┌─ Page extract

Or a second option is increase your time step and your number of iterations to let it converge but that's not recommanded du to the lack of accuracy.

Hi Kosta,

How many iterations each timestep will take to reach convergence will also depend on the residual values you use...these define how accurate each timestep will be, make them a bit smaller then the fluent defaults (i.e. make mass and continuity 1e-4...energy at 1e-6 is probably ok) and how many timesteps you use will define how accurate your entire problem is.

It is not a good idea to just randomly choose a timestep, there must be a rough calculation you can do to determine what your timestep should be, i.e. a kolmogorov timescale to use as a maximum timestep value (see wikipedia) would be a good start if you were solving a turbulent problem (with the k-epsilon model turned OFF). If you dont know enough about the physics, then I recommend starting at a timestep of about =total time you want to simulate/N where N is the number of timesteps, start at 100...then go up to 500...1000...until average values in your solution domain stop changing a lot (5% change is acceptable in most industrial settings)...this means that your solution is independent of finer timesteps...which will save you time...there is no point having a timestep of .0000001 seconds if you only need .01 seconds to resolve accurate information. Hope that helps.

Akour

ok thanks. i understand...

I write this issue because i have a problem with cavitation which i want simulate. And i beliaved that there is problem with choice of time step.. But it isnt there my problem..

My problem is that when i run the mixture model with no vapor equation in "solution" i take a converged solution and when i put vapor equation i have disconvergence. Anyway...

└─

Set problem A: Please pull out every line of the entries below that contains the word "vent".

┌─ Dataset entries

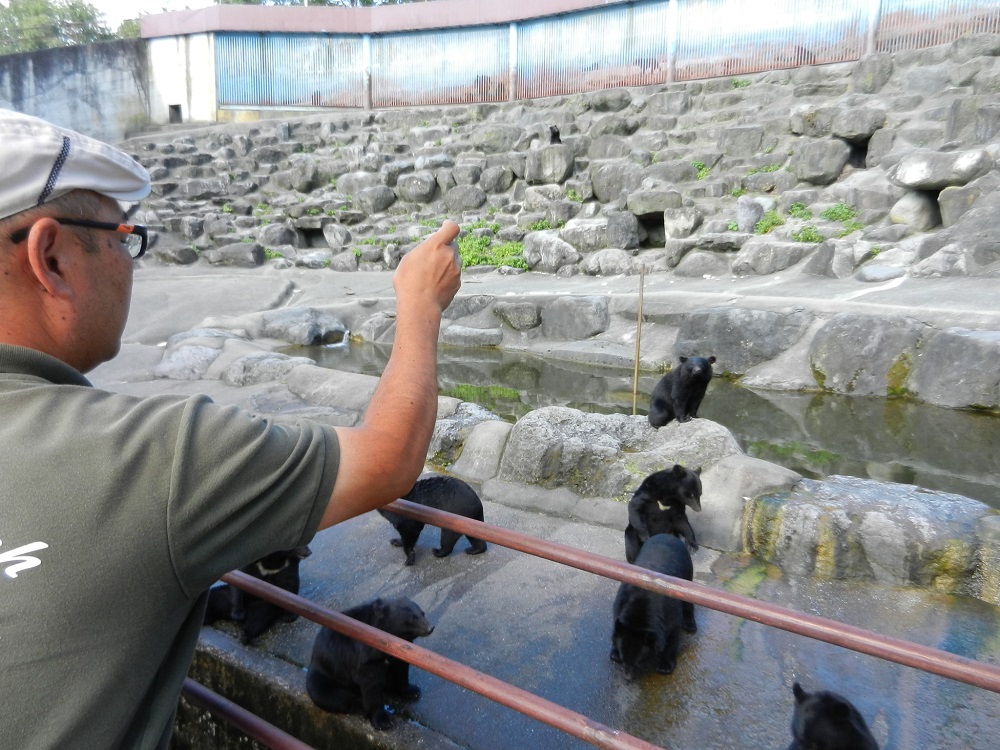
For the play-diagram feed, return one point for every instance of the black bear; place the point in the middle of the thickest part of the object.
(658, 507)
(679, 393)
(443, 493)
(346, 676)
(226, 602)
(827, 721)
(647, 628)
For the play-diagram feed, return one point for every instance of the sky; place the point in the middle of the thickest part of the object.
(116, 11)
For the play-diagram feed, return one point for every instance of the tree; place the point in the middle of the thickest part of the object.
(29, 25)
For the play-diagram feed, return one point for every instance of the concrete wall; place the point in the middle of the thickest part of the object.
(100, 89)
(182, 74)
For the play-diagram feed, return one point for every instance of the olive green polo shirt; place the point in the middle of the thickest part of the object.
(116, 514)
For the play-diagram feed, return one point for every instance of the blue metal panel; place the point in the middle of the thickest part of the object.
(442, 67)
(720, 37)
(289, 70)
(915, 24)
(622, 45)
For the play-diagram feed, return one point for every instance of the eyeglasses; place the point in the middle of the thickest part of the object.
(134, 238)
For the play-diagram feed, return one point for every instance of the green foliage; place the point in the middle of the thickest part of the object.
(808, 233)
(482, 251)
(31, 25)
(839, 212)
(768, 221)
(799, 211)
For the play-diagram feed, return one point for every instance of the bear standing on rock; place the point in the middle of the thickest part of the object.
(443, 493)
(257, 615)
(679, 393)
(647, 628)
(658, 507)
(827, 721)
(347, 676)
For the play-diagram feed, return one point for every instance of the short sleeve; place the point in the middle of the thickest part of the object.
(243, 486)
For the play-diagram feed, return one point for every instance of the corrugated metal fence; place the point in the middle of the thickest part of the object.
(624, 44)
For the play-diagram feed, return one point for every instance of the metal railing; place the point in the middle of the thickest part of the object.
(896, 650)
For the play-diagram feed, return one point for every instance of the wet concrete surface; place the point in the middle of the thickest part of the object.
(546, 628)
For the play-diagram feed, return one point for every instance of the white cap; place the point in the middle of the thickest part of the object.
(41, 162)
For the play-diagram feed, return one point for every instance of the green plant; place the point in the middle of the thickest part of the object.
(808, 233)
(768, 221)
(839, 212)
(799, 211)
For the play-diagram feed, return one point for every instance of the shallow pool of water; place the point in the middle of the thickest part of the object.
(816, 434)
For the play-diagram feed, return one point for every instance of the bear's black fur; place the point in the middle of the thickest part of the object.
(443, 493)
(827, 721)
(679, 393)
(226, 602)
(647, 627)
(346, 676)
(658, 507)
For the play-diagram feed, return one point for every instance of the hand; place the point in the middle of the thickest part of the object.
(432, 271)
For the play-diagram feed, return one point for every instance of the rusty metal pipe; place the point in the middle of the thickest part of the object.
(543, 710)
(249, 723)
(896, 650)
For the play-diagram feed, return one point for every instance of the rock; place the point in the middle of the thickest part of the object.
(575, 317)
(866, 355)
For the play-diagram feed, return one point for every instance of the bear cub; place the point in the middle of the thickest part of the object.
(679, 393)
(227, 602)
(647, 626)
(658, 507)
(442, 493)
(347, 676)
(826, 721)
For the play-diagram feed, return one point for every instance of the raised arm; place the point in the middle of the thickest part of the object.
(382, 458)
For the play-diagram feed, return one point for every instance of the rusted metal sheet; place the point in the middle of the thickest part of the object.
(915, 24)
(458, 66)
(606, 48)
(289, 70)
(722, 38)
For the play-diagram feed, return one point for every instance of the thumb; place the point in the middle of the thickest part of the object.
(449, 231)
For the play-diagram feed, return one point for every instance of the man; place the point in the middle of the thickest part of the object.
(117, 513)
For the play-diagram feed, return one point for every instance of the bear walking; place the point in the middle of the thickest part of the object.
(443, 493)
(647, 626)
(347, 676)
(658, 507)
(257, 615)
(679, 393)
(827, 721)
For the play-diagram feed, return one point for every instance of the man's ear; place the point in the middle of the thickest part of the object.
(47, 246)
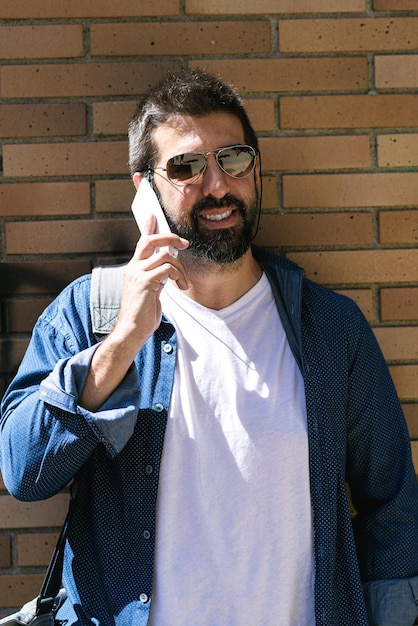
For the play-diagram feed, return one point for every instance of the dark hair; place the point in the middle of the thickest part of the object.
(193, 92)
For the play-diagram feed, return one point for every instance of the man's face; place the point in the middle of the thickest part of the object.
(218, 214)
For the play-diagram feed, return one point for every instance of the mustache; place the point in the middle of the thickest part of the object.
(228, 200)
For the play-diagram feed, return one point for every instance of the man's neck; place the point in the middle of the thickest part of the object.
(217, 286)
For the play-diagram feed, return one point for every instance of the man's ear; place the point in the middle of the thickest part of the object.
(137, 177)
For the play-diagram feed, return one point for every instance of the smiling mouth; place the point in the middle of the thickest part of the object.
(218, 217)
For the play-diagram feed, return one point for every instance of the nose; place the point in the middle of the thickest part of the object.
(215, 182)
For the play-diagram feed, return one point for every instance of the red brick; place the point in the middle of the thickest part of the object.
(82, 79)
(42, 120)
(397, 150)
(270, 200)
(181, 38)
(5, 552)
(362, 111)
(399, 304)
(35, 549)
(114, 196)
(22, 314)
(40, 277)
(249, 7)
(41, 42)
(261, 112)
(363, 298)
(359, 267)
(283, 75)
(112, 118)
(36, 199)
(398, 227)
(398, 343)
(60, 9)
(315, 153)
(398, 71)
(315, 229)
(350, 190)
(348, 34)
(65, 159)
(411, 415)
(71, 236)
(16, 590)
(395, 5)
(405, 378)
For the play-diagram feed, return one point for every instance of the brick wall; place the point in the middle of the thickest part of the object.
(333, 97)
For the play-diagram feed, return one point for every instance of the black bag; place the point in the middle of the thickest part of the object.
(41, 611)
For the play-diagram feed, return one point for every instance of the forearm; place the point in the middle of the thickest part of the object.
(108, 368)
(46, 436)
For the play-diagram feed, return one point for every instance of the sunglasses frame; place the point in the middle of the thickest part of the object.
(252, 151)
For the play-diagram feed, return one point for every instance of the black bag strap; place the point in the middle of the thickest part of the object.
(53, 577)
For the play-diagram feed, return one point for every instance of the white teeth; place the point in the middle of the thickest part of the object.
(217, 218)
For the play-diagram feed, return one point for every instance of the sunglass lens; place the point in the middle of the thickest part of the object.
(237, 161)
(185, 167)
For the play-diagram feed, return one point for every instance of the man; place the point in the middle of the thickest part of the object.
(221, 418)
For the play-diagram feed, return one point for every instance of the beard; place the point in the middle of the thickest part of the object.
(220, 246)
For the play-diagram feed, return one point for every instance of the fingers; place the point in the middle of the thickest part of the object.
(153, 255)
(150, 244)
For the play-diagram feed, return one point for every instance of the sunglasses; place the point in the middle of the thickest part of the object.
(185, 169)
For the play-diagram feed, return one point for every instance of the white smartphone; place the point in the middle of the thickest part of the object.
(145, 204)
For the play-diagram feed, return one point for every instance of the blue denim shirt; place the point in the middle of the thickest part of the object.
(357, 434)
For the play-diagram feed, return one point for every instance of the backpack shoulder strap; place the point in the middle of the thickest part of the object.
(105, 297)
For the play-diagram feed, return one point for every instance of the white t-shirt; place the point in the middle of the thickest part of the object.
(234, 530)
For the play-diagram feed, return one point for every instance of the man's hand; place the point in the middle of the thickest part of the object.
(140, 314)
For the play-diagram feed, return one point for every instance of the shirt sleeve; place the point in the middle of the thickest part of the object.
(392, 601)
(45, 437)
(114, 422)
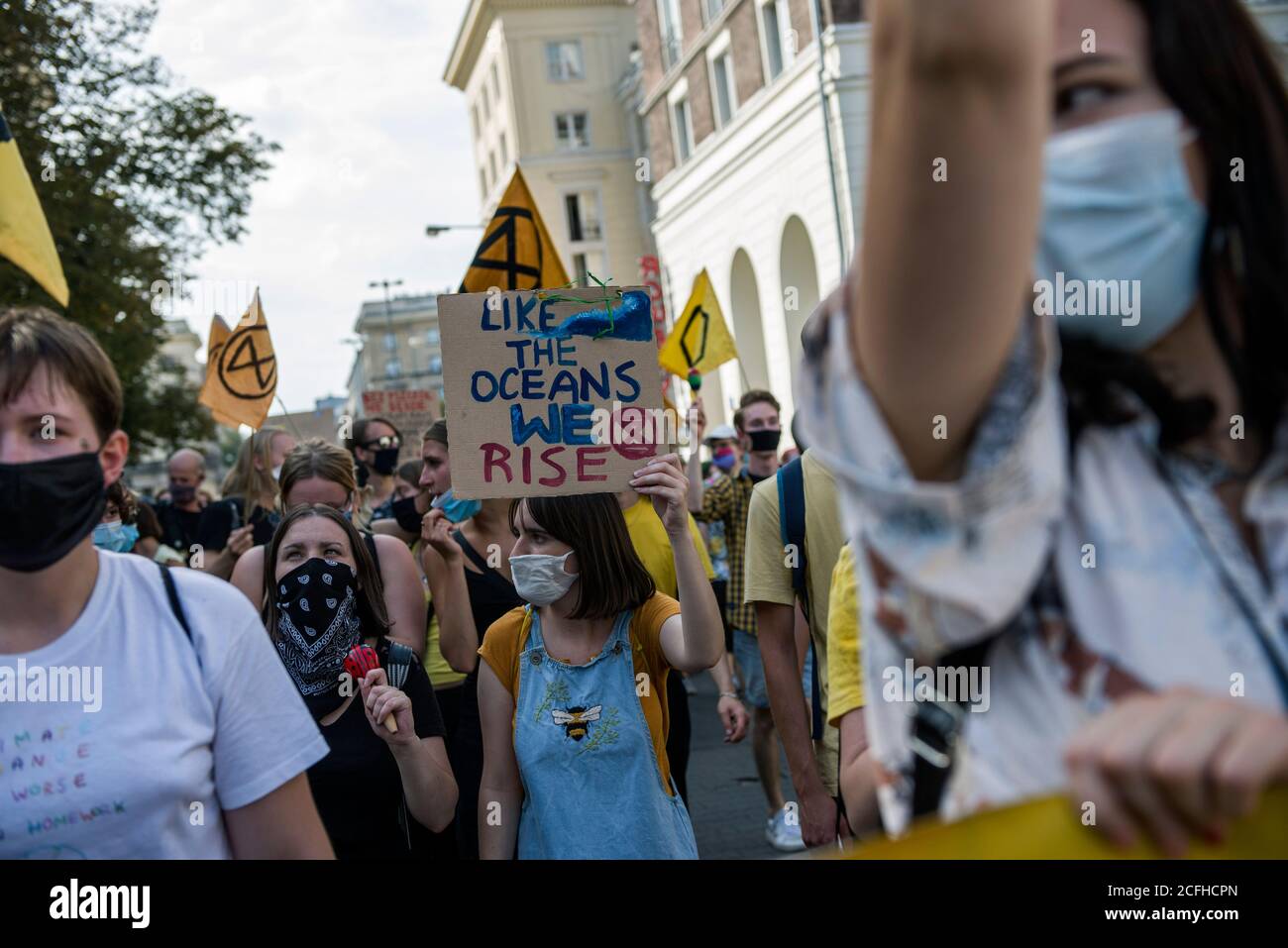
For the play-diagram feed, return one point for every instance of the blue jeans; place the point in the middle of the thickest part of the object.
(746, 649)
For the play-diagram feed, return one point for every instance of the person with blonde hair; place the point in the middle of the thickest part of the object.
(248, 514)
(321, 473)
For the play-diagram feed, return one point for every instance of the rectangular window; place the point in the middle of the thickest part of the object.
(571, 130)
(683, 129)
(773, 39)
(722, 80)
(583, 210)
(669, 25)
(563, 60)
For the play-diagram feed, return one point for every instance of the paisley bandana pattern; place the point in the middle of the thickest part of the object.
(317, 623)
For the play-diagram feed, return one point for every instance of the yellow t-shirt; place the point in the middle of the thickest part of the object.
(844, 673)
(507, 636)
(769, 576)
(653, 548)
(441, 674)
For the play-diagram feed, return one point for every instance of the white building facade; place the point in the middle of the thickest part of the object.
(745, 170)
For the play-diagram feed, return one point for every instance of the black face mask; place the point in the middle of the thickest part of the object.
(385, 462)
(765, 440)
(407, 515)
(47, 507)
(181, 493)
(317, 623)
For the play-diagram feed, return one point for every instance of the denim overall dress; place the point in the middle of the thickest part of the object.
(592, 788)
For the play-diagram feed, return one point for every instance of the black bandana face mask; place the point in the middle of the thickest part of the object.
(408, 518)
(385, 460)
(765, 438)
(47, 507)
(317, 623)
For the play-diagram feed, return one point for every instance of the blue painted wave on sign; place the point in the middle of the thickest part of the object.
(630, 320)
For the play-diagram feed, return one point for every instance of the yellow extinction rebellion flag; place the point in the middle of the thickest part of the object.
(699, 340)
(241, 369)
(25, 236)
(515, 252)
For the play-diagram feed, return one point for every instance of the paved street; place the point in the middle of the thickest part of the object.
(726, 805)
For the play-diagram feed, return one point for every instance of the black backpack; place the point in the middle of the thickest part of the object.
(791, 519)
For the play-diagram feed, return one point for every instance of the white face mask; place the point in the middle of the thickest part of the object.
(540, 579)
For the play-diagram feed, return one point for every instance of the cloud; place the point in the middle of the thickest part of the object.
(374, 147)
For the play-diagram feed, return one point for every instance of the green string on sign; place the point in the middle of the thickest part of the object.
(606, 300)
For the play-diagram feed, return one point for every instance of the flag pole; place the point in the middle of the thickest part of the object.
(287, 416)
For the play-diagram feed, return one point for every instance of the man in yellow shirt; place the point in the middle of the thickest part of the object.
(812, 764)
(653, 548)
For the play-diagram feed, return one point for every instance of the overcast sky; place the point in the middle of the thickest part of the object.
(374, 147)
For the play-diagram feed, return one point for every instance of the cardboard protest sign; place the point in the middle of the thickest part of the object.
(550, 391)
(411, 411)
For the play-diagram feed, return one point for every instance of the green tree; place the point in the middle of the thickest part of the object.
(137, 174)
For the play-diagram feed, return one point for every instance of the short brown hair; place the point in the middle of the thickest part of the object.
(127, 505)
(752, 398)
(317, 459)
(612, 576)
(437, 432)
(33, 337)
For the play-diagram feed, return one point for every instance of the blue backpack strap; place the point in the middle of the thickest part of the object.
(791, 528)
(171, 594)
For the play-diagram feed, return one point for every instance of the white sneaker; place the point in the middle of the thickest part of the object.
(781, 835)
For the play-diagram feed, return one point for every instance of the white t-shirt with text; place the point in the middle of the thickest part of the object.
(154, 747)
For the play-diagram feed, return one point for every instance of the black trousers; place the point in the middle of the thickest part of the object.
(425, 844)
(681, 733)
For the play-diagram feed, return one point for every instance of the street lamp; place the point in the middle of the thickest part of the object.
(434, 230)
(389, 309)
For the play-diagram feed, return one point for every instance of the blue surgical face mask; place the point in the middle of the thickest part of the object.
(1122, 233)
(455, 507)
(116, 536)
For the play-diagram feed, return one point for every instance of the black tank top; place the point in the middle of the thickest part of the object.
(490, 594)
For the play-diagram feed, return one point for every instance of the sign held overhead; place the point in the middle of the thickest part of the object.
(550, 391)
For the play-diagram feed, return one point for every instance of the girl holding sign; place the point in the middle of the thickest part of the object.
(572, 686)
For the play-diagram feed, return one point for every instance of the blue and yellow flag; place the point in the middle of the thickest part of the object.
(25, 236)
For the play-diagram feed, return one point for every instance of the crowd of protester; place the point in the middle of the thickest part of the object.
(973, 485)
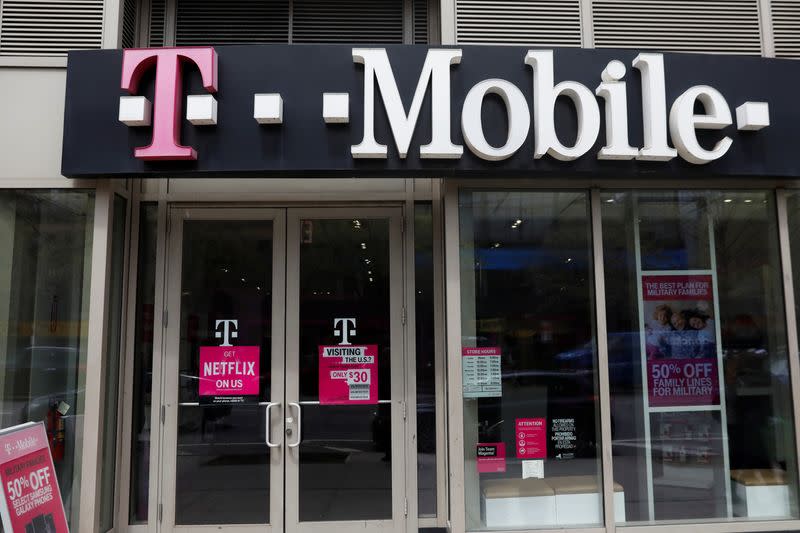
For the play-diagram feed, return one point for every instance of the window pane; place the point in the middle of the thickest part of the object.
(143, 364)
(528, 361)
(46, 244)
(702, 421)
(426, 359)
(112, 365)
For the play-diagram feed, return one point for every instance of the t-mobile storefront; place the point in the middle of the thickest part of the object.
(483, 288)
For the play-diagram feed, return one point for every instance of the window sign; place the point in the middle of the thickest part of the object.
(228, 374)
(681, 363)
(481, 372)
(680, 340)
(31, 499)
(491, 457)
(348, 373)
(531, 438)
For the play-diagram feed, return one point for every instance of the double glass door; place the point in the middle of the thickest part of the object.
(283, 371)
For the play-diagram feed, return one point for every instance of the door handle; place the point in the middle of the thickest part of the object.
(296, 443)
(270, 405)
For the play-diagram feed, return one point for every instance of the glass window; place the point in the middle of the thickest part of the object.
(426, 359)
(45, 263)
(112, 364)
(528, 361)
(143, 365)
(702, 421)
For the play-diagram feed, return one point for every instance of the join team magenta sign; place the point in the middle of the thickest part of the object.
(31, 501)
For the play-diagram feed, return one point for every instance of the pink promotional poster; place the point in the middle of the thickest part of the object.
(31, 500)
(229, 374)
(348, 374)
(491, 457)
(680, 340)
(531, 438)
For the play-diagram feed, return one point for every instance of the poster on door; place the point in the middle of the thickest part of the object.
(229, 374)
(531, 439)
(491, 457)
(31, 501)
(348, 375)
(680, 333)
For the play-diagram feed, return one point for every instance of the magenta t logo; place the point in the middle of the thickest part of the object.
(168, 94)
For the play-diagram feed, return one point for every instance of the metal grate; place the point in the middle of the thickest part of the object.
(158, 22)
(786, 27)
(49, 27)
(420, 19)
(530, 22)
(720, 26)
(129, 23)
(351, 21)
(203, 22)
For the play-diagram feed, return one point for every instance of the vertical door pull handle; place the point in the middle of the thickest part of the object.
(296, 443)
(271, 444)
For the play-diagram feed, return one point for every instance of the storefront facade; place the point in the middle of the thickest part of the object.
(279, 287)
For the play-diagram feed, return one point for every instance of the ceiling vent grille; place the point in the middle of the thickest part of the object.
(351, 21)
(207, 22)
(786, 27)
(49, 27)
(421, 22)
(719, 26)
(525, 22)
(129, 23)
(158, 22)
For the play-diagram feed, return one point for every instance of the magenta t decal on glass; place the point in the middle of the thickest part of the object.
(165, 144)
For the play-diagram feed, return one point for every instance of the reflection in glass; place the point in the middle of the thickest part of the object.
(143, 365)
(46, 238)
(346, 450)
(530, 410)
(709, 457)
(222, 460)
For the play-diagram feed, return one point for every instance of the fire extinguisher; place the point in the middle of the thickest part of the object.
(55, 432)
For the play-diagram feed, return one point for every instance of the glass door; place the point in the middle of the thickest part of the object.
(224, 370)
(344, 371)
(284, 371)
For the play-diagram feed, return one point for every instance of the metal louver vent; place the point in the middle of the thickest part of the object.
(203, 22)
(350, 21)
(421, 22)
(786, 27)
(158, 14)
(528, 22)
(129, 23)
(720, 26)
(49, 27)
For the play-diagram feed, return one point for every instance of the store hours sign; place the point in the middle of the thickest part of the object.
(339, 110)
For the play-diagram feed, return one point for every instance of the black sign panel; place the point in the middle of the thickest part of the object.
(96, 144)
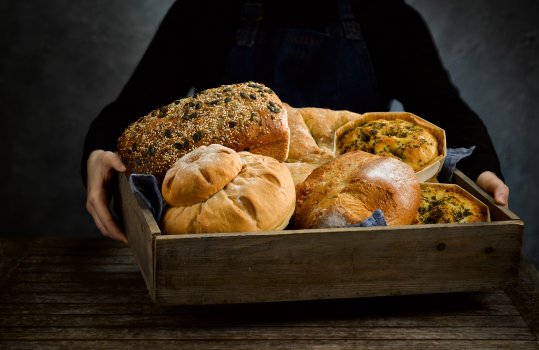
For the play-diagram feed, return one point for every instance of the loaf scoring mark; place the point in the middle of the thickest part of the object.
(247, 205)
(271, 178)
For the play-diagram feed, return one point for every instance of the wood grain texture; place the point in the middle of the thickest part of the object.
(315, 264)
(77, 308)
(141, 229)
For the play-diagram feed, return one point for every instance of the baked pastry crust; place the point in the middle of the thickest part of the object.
(348, 189)
(446, 203)
(247, 116)
(260, 197)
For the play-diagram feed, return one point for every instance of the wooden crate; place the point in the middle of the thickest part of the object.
(324, 263)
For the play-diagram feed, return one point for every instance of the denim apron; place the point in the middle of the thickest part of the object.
(328, 68)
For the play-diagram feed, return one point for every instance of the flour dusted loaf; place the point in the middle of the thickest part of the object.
(244, 117)
(215, 189)
(401, 135)
(348, 189)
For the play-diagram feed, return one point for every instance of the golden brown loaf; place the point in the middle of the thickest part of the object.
(402, 139)
(349, 188)
(260, 197)
(247, 116)
(441, 203)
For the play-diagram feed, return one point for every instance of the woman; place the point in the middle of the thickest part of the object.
(345, 54)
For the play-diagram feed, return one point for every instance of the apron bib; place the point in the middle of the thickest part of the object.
(329, 68)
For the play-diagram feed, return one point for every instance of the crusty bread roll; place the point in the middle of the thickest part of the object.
(247, 116)
(412, 143)
(323, 123)
(260, 196)
(200, 174)
(303, 146)
(349, 188)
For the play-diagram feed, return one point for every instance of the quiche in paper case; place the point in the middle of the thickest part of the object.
(401, 135)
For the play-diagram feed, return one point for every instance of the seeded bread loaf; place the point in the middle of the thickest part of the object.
(448, 203)
(247, 116)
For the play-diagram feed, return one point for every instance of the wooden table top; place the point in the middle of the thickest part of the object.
(89, 293)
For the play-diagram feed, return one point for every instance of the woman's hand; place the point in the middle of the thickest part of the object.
(491, 183)
(101, 167)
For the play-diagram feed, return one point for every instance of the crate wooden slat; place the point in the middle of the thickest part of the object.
(324, 263)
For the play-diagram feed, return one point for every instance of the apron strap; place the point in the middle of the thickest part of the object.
(253, 13)
(349, 24)
(251, 17)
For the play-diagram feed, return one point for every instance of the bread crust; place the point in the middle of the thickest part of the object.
(449, 203)
(349, 188)
(200, 174)
(261, 197)
(247, 116)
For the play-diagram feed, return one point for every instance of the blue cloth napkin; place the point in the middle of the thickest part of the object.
(147, 187)
(376, 219)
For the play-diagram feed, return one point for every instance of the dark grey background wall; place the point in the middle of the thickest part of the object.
(61, 61)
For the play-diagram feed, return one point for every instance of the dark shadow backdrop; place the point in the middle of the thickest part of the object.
(62, 61)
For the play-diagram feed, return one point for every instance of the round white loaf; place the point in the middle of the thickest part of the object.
(260, 197)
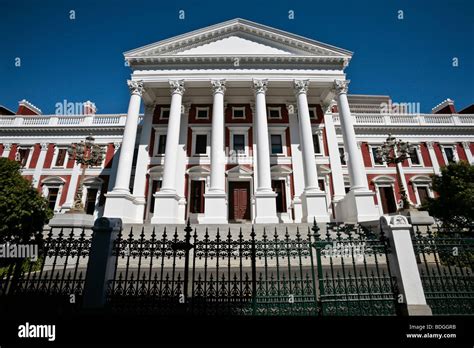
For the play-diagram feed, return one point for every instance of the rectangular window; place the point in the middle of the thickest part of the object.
(60, 159)
(197, 196)
(165, 113)
(278, 187)
(449, 152)
(316, 144)
(90, 201)
(22, 156)
(201, 144)
(377, 161)
(342, 156)
(238, 113)
(52, 197)
(274, 113)
(239, 143)
(415, 159)
(161, 144)
(202, 113)
(277, 146)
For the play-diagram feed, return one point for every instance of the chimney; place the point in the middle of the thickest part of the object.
(445, 107)
(89, 108)
(26, 108)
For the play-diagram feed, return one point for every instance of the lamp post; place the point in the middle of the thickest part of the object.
(85, 153)
(396, 151)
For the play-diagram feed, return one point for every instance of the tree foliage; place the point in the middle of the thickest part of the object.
(23, 211)
(455, 204)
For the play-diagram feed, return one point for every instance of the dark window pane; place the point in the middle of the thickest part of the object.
(90, 201)
(277, 146)
(278, 187)
(342, 156)
(201, 143)
(239, 142)
(61, 157)
(202, 113)
(197, 197)
(165, 113)
(449, 154)
(414, 157)
(52, 197)
(161, 144)
(238, 113)
(317, 148)
(274, 113)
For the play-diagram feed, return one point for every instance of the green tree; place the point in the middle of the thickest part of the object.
(23, 211)
(454, 205)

└─

Set problem B: From the thread on choosing a timestep, above the entries, write out word for word the passage that begins at the words "I write this" and stops after "there my problem..".

Expected answer A:
For the play-diagram feed, return one point for every instance of the ceiling vent grille; place the point in the middle of the thickest part of the object.
For the play-diagram feed, return one point for every instance of the metal louver vent; place the point in the middle of the thickest part of the object.

Expected answer B:
I write this issue because i have a problem with cavitation which i want simulate. And i beliaved that there is problem with choice of time step.. But it isnt there my problem..